__Document passage__

To: Sun Tzu who wrote (75)9/9/1998 7:25:00 PM
From: Sun Tzu  Read Replies (1) | Respond to of 10655
 
An easy way to get rich (or at least to save money):

The Bank of Japan has just released a memo with its explanation of the sudden rate cut. BoJ noted that the new call target would be 0.25% but added that this target would be ignored if financial system stability required extra credit supply. Effectively, the only floor on the call rate now is zero.

I'd say your best bet is barrow all the yen you can. Convert it to USD and pay off your mortgage, your car loans, your business loans, ... I know good ol Alen is promising a rate cut if we don't do well, but hell, he'd have a hard time beating Zero! (note, sadly it takes a lot of money to take advantage of this. If you do know of house that does lend you yen, I want to hear of it ASAP).

Sun Tzu

P.S Sun Tzu prediction number 1: in the future BoJ will anounce negative rates. This is very scary :(

P.P.S If I have a heart condition, aspirin might help. But if I'm getting worse, all the aspirin in the world will not do and I will have to have a surgery. Sadly the economic doctors out there only prescribe aspirin until I'll end up in ER.



To: Sun Tzu who wrote (75)9/9/1998 8:19:00 PM
From: jttmab  Read Replies (1) | Respond to of 10655
 
Sun Tzu,

Thought it might be better to respond on this thread....

Generally, I would agree, but the point I was trying to express was whether the short positions, collectively, might be a leading indicator of major market moves. If one could compare the ratio of total shares shorted over outstanding shares (perhaps weighted) would this be a leading indicator or do short positions generally following the overall market trend. Based on a very small sampling, I'm going to guess that on a given day the overall short interest is on the order of about 1-2% of outstanding shares. Hypothetically, if this percentage increases to 2.5% would this be a forward looking negative indicator. Alternatively, historically, if the the largest short interest ratio (as described above) were ...say 3% and the current short interest ratio was 2.9%, would this be an indicator of an ending bearish trend.

One point you made earlier that I'm not sure I would ascribe to is the point on whether short sellers consider fundamentals and to what degree. It seems rather that they are rather looking for a break in a upward trend. The trend may or may not be supportable with fundamentals: AMZN (15% short interest) or WCII (25%) are cases in point where it is "difficult" to justify the share price based on fundamentals. Whereas, TDFX (20%) and THQI (13%) seem to have rather strong fundamentals. Sidebar: It may be interesting to note that there is a 15% short position in AMZN and additional shares are not available for shorting, yet WCII and TDFX both have substantially more shares shorted. Something is going on here, I'm not sure what.....???

__The problem__
According to the forum posts, what did the Bank of Japan say its new call target would be?

__Supplied records__
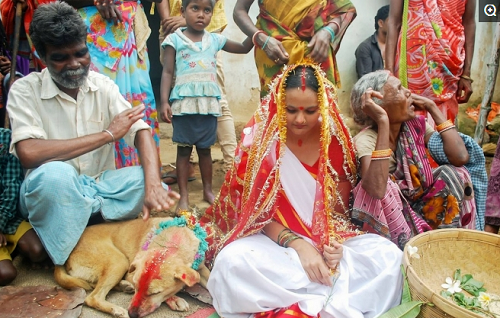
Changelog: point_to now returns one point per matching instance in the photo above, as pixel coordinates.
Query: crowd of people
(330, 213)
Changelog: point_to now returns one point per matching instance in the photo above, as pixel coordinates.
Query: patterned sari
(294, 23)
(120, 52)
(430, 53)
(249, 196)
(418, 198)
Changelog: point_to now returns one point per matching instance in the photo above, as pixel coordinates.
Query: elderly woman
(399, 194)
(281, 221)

* * *

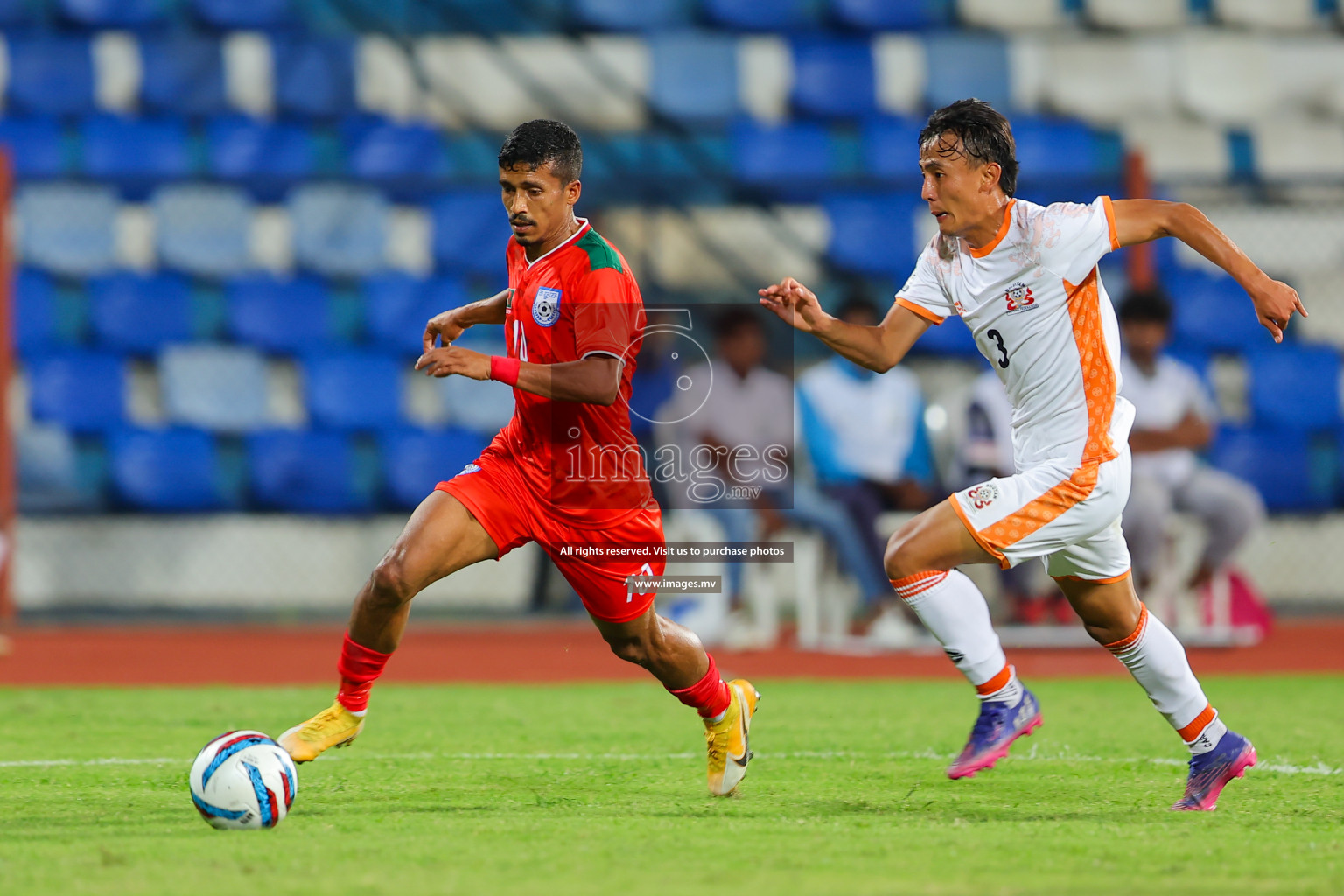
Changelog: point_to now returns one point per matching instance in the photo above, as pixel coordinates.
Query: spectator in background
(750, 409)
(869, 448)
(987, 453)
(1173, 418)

__Answer for this exercise__
0.25%